■ **Work instructions**:
1. Echo the Defence Committee transcript word for word, starting at "Q40  Linda Gilroy: Are" and ending at "future equipment programme.".
2. Carry on the Defence Committee transcript on defence equipment from the point where it stops.

■ **Extracted text**:

····················

Defence Equipment 2009 - Defence Committee Contents


Examination of Witnesses (Questions 40-59)

MR MIKE TURNER CBE, MR IAN GODDEN, DR SANDY WILSON AND MR BOB KEEN

18 NOVEMBER 2008

  Q40  Linda Gilroy: Are the lessons from that not being learnt?

  Mr Turner: I think on existing programmes like Tornado and Harrier, yes, this issue comes down to the future programme and getting an agreement. We have some in principle, as on the naval side and the military aircraft side and on the helicopter side. Without the long-term funding commitment, MoD cannot go beyond statements in principle: this is what we want to do. You can have the strategy, back to the original DIS, but without the money to put it into effect, you cannot do it. All the intent is there and I am pleased that MoD now talks about partnering and outsourcing and transparency. John Hutton and Quentin are very committed to that. The problem they face is this future equipment programme.

  Q41  Chairman: Did not the Tornado savings get put in place before the merger?

  Mr Turner: Yes. We were talking about it with the DLO for many years, yes, before the merger but bringing the DPA and the DLO together made the budgeting and planning of it all that much easier because we had the wall between them before.

  Mr Keen: I do not think it derived from the merger but the underpinning principles of the programme of partnering are clearly consistent with the sort of principles that the new organisation is trying to embed in the way they do business.

····················

■ **Provided data**:
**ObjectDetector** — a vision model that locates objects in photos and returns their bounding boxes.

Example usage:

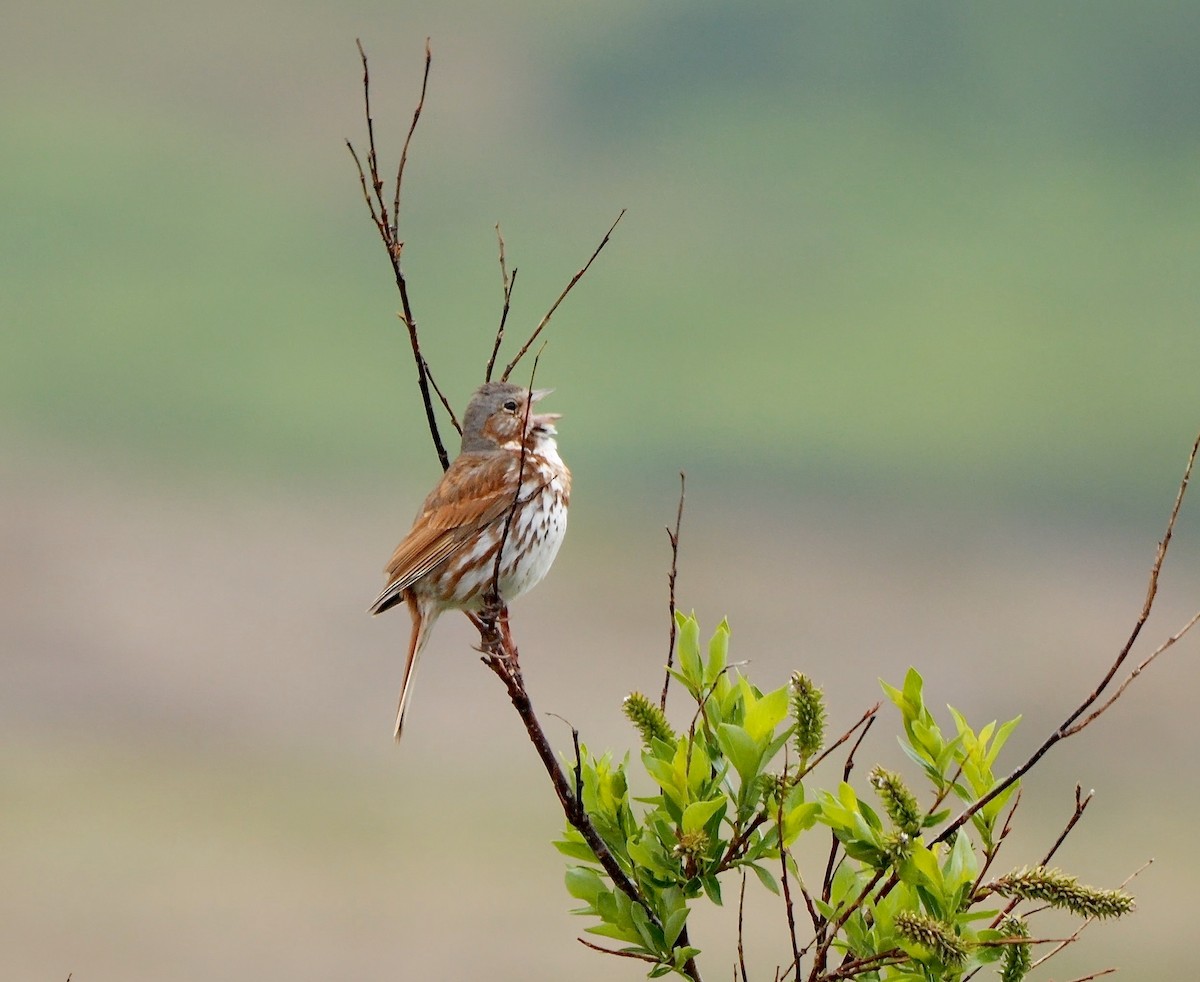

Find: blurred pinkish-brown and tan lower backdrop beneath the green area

[0,450,1200,982]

····················

■ **Answers to the exercises**:
1.
Q40  Linda Gilroy: Are the lessons from that not being learnt?

  Mr Turner: I think on existing programmes like Tornado and Harrier, yes, this issue comes down to the future programme and getting an agreement. We have some in principle, as on the naval side and the military aircraft side and on the helicopter side. Without the long-term funding commitment, MoD cannot go beyond statements in principle: this is what we want to do. You can have the strategy, back to the original DIS, but without the money to put it into effect, you cannot do it. All the intent is there and I am pleased that MoD now talks about partnering and outsourcing and transparency. John Hutton and Quentin are very committed to that. The problem they face is this future equipment programme.

2.
  Q42  Chairman: Consistent with but the merger was not necessary for those savings to be made?

  Mr Turner: It made it much easier.

  Q43  John Smith: That was the one example you gave of the specific benefits of the merger and it predates the merger. What examples can you give of direct benefits to industry of the merger of DLO and DPA?

  Mr Godden: You have to be careful here. It takes 18 months to get these things embedded. You cannot give historical evidence of something that is happening right now.

  Q44  John Smith: You were unanimous in your welcome of the merger. You said it was great and everything is going to work out well.

  Mr Turner: We have agreements in principle in a number of sectors now: on helicopters, land, air and maritime. The problem we have is that, having the agreements in principle, we have now basically stalled in putting those into long-term partnering agreements with the benefits that will flow. Having the combined organisation on the MoD side makes that easier, as with the Tornado: yes, it was thought of before but actually enacting, executing and running it is much easier with the combined organisation that we now have.

  Q45  Chairman: Ian Godden, I am going to be extremely unfair here. I apologise for this. You said we must not get too general and we must look at the specific issues. John Smith has asked you to give us one example. You said you could give us one or two examples. Can you give us one example?

  Mr Godden: I think Mike has just given the examples.

  Chairman: Mike Turner has given the example of something that was happening beforehand.

  Q46  John Smith: It pre-dates it.

  Mr Turner: Since we have the combined organisation, each sector has in principle an agreement for the long term, a long-term partnering agreement, which is great news for the industry. If it ever gets the funding to execute the strategy, I think we have a very sound defence industrial base in maritime, air, helicopters and on land; it will be in place. A lot of work has been done in principle to put these agreements in place for the long term.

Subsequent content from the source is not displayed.